--- Start of RECORDS PROVIDED ---

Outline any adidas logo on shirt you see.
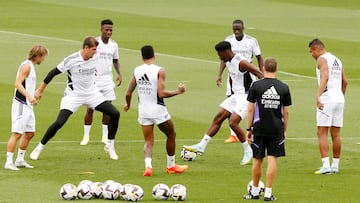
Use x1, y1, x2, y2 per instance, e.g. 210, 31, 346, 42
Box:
262, 86, 280, 99
261, 86, 280, 109
137, 73, 151, 85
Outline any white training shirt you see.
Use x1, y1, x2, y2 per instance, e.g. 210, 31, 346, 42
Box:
134, 64, 168, 118
226, 54, 250, 94
94, 36, 119, 89
316, 52, 345, 103
14, 60, 36, 107
225, 34, 261, 63
57, 51, 98, 95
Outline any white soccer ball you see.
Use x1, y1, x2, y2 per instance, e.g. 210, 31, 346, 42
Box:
120, 184, 133, 200
76, 183, 92, 199
180, 148, 197, 161
151, 183, 170, 200
103, 182, 120, 200
170, 184, 186, 201
90, 182, 104, 199
247, 180, 265, 195
126, 185, 144, 202
60, 183, 77, 200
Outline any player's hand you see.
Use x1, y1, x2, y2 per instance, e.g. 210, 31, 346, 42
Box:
216, 77, 222, 87
316, 97, 324, 110
28, 97, 38, 106
35, 90, 42, 101
116, 75, 122, 87
123, 104, 130, 112
246, 131, 252, 144
177, 83, 186, 94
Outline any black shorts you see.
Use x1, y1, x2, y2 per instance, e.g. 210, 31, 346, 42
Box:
251, 136, 285, 158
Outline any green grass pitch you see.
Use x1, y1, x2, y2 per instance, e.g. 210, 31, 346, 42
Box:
0, 0, 360, 203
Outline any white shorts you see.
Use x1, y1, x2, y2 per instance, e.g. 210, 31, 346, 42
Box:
138, 114, 171, 125
11, 99, 35, 134
220, 94, 249, 119
60, 91, 106, 112
99, 88, 116, 101
316, 103, 344, 127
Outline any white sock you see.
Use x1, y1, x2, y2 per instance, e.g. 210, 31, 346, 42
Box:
264, 187, 272, 197
321, 157, 330, 168
6, 152, 14, 164
166, 155, 175, 168
331, 158, 340, 168
199, 134, 211, 149
107, 140, 115, 149
16, 148, 26, 161
35, 142, 45, 151
84, 125, 91, 137
229, 128, 236, 137
102, 124, 109, 138
250, 186, 260, 196
241, 141, 252, 152
145, 157, 152, 168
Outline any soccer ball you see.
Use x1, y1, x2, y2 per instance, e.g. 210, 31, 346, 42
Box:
151, 183, 170, 200
90, 182, 104, 199
247, 180, 265, 195
76, 183, 92, 199
180, 148, 196, 161
120, 184, 132, 200
60, 183, 77, 200
126, 185, 144, 202
103, 182, 120, 200
170, 184, 186, 201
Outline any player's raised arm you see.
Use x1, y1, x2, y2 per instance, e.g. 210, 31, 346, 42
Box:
239, 60, 264, 79
35, 67, 61, 98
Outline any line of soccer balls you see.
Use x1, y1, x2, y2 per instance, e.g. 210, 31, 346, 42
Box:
60, 180, 186, 202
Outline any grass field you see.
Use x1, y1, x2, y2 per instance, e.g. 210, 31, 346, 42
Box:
0, 0, 360, 203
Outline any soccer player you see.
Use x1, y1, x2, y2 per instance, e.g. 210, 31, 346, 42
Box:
216, 19, 264, 143
309, 39, 347, 174
4, 45, 49, 171
184, 41, 263, 165
124, 45, 188, 176
80, 19, 122, 145
243, 58, 291, 201
30, 37, 120, 160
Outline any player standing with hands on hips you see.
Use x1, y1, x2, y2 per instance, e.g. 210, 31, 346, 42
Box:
4, 45, 49, 171
309, 39, 347, 174
124, 45, 188, 176
30, 37, 120, 160
243, 58, 291, 201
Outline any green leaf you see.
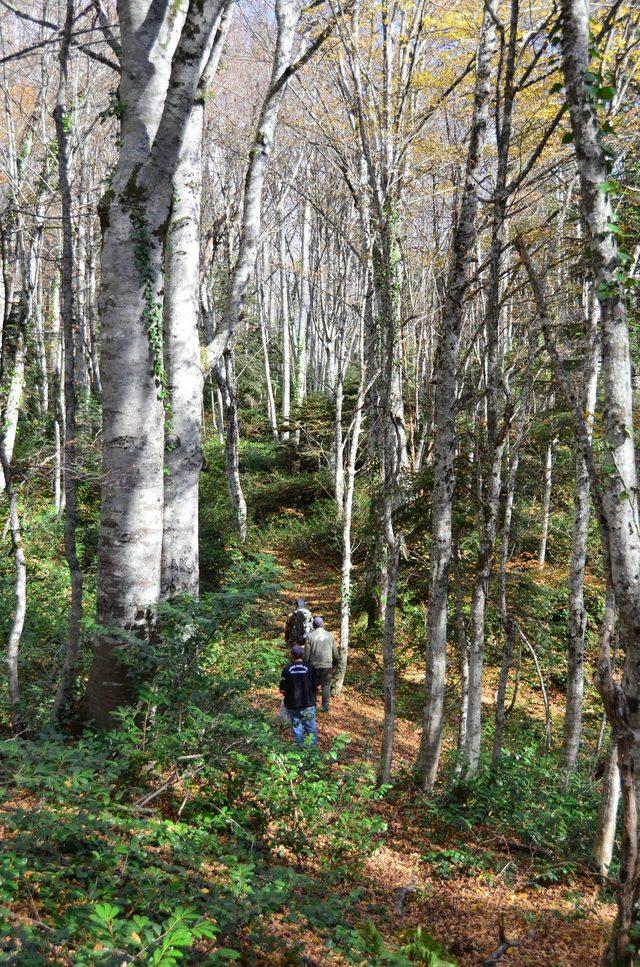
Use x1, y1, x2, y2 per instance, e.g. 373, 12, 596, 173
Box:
596, 84, 616, 101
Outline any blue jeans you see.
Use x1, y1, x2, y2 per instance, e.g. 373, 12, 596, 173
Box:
287, 705, 318, 748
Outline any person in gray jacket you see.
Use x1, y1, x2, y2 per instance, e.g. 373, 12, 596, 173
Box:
304, 615, 339, 712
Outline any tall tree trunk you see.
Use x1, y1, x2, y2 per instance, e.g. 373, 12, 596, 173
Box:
538, 443, 553, 567
257, 255, 278, 443
562, 294, 600, 773
86, 0, 221, 727
161, 5, 231, 598
294, 198, 311, 446
52, 0, 83, 719
416, 0, 497, 790
0, 433, 27, 733
204, 0, 312, 372
220, 349, 247, 544
562, 0, 640, 965
452, 540, 469, 775
332, 296, 369, 695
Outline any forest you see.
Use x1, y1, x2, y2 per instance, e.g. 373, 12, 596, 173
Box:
0, 0, 640, 967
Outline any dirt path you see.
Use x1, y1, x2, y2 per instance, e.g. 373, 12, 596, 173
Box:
265, 549, 615, 967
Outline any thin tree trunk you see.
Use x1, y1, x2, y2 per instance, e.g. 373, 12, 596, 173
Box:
294, 198, 311, 446
257, 255, 278, 443
332, 301, 368, 695
416, 2, 497, 791
465, 0, 519, 777
0, 433, 27, 733
452, 540, 469, 775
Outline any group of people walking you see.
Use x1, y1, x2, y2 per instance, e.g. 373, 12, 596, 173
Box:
280, 598, 339, 746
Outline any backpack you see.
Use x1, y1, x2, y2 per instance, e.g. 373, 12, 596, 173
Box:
289, 608, 313, 645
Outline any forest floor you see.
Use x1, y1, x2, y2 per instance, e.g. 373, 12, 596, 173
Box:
259, 548, 615, 967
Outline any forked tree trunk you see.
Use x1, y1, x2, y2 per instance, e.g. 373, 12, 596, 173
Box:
332, 298, 369, 695
562, 0, 640, 965
220, 349, 247, 544
538, 443, 553, 567
161, 6, 231, 598
593, 739, 620, 878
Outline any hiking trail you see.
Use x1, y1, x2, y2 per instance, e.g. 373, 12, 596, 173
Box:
260, 547, 615, 967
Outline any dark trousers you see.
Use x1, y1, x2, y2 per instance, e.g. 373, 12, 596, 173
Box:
316, 668, 333, 712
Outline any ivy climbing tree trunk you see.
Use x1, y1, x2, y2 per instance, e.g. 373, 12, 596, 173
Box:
52, 0, 83, 719
417, 2, 497, 790
162, 4, 232, 597
86, 0, 221, 727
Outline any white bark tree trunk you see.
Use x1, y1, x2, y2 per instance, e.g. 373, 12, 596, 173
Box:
593, 739, 620, 877
562, 0, 640, 964
538, 443, 553, 567
416, 0, 497, 790
562, 295, 600, 773
86, 0, 225, 727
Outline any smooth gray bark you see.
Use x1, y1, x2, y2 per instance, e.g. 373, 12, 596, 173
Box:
562, 295, 600, 772
52, 0, 83, 719
416, 2, 497, 790
86, 0, 221, 727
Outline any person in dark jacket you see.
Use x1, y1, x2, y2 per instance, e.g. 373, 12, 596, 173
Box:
284, 598, 312, 646
303, 614, 340, 712
280, 645, 319, 748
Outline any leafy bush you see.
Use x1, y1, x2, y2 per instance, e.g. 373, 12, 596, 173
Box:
0, 557, 383, 965
427, 737, 598, 879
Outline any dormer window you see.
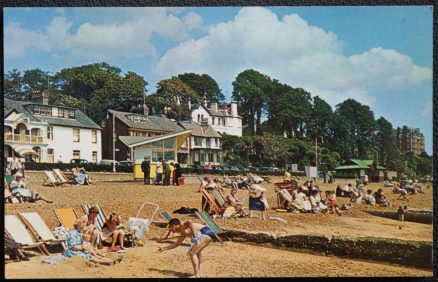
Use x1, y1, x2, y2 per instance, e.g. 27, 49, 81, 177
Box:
127, 115, 147, 123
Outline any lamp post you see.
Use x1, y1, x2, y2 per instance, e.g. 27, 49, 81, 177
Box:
315, 136, 324, 183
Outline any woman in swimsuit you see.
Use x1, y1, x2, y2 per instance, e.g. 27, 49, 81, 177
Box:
158, 218, 214, 277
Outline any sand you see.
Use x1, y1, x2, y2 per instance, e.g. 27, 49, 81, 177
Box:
5, 172, 432, 278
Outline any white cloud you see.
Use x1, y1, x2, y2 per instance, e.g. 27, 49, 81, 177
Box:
155, 7, 432, 106
5, 8, 202, 60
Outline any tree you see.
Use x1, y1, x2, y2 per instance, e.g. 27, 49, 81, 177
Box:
3, 69, 23, 100
152, 76, 201, 119
232, 70, 272, 133
178, 72, 225, 103
335, 99, 376, 158
376, 117, 399, 167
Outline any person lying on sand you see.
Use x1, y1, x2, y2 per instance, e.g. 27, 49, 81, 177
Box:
158, 218, 214, 278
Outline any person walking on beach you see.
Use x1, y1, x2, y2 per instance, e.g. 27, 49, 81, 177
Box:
158, 218, 214, 278
141, 156, 151, 185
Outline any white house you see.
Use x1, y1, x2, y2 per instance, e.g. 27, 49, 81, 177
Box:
4, 93, 102, 163
191, 99, 242, 137
179, 120, 223, 165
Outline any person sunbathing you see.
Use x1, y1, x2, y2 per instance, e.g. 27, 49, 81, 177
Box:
225, 188, 248, 216
101, 213, 126, 252
325, 190, 342, 216
82, 233, 105, 257
158, 218, 214, 278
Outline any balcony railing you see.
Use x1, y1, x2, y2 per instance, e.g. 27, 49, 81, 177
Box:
4, 134, 43, 144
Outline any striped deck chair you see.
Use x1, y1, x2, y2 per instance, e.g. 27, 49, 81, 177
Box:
82, 204, 106, 231
53, 168, 76, 186
53, 208, 78, 230
18, 212, 65, 250
42, 170, 64, 187
200, 188, 225, 215
195, 211, 224, 243
5, 215, 49, 254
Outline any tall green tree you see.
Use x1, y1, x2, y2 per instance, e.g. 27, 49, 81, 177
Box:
335, 99, 376, 158
232, 70, 272, 134
3, 69, 22, 100
147, 76, 201, 120
178, 72, 225, 103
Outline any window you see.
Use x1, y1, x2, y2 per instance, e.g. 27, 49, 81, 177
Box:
47, 149, 55, 163
68, 110, 75, 118
73, 128, 81, 142
91, 129, 97, 144
194, 136, 202, 146
73, 150, 81, 159
47, 126, 53, 140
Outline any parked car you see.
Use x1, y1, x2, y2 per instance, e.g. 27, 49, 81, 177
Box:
100, 159, 119, 165
70, 159, 88, 164
116, 161, 133, 166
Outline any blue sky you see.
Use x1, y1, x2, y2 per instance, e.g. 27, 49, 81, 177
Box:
4, 6, 433, 154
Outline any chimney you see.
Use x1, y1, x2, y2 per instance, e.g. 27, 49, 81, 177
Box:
31, 91, 49, 105
201, 118, 208, 127
211, 102, 217, 112
231, 101, 237, 117
143, 104, 149, 118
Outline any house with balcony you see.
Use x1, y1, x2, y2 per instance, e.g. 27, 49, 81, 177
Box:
3, 92, 102, 163
191, 99, 242, 137
179, 120, 223, 165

--- End of RECORDS PROVIDED ---

Can you give the lines as a numbered list, starting at the line containing "Outline any white training shirt you see." and ending at the line containing "57, 51, 98, 95", with any blank lines left out?

**EXERCISE RESPONSE:**
1. Outline any white training shirt you see.
2. Use x1, y1, x2, y2 per instance, e.g. 210, 31, 346, 42
3. Box:
4. 134, 64, 168, 118
5. 226, 54, 250, 94
6. 94, 36, 119, 89
7. 316, 52, 345, 103
8. 14, 60, 36, 107
9. 225, 34, 261, 63
10. 57, 51, 98, 95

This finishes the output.